Task objective: Using the listing below, retype exactly the lines starting at the one with "Phrase: bus license plate" and ending at the one with "Phrase: concrete curb", and include both.

Source data:
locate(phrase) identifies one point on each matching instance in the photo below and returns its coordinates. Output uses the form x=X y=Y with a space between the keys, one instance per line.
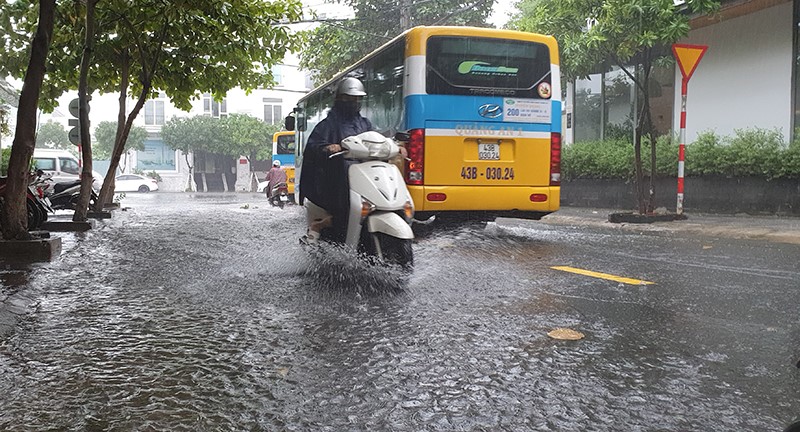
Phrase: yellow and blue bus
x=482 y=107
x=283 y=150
--
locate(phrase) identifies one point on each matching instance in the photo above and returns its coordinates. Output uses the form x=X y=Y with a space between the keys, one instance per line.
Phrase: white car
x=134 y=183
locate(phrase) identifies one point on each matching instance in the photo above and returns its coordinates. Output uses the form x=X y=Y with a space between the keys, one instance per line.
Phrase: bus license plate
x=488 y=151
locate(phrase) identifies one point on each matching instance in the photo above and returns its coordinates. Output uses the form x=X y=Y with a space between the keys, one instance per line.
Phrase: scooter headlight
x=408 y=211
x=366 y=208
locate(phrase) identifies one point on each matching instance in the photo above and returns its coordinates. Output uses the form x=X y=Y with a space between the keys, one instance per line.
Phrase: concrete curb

Final answer:
Phrase: bus license plate
x=488 y=151
locate(phrase) identifies one point on each matching instance in the photo above and returns its coordinates. Output uses the form x=X y=Y with a space between the keys, one instance per line.
Phrase: scooter headlight
x=408 y=211
x=366 y=208
locate(phrase) identifies one point on each matching instance in the photo above and returns its coordinates. Output uses the form x=X y=Y with a space between the keys, one instance per line.
Phrase: concrete curb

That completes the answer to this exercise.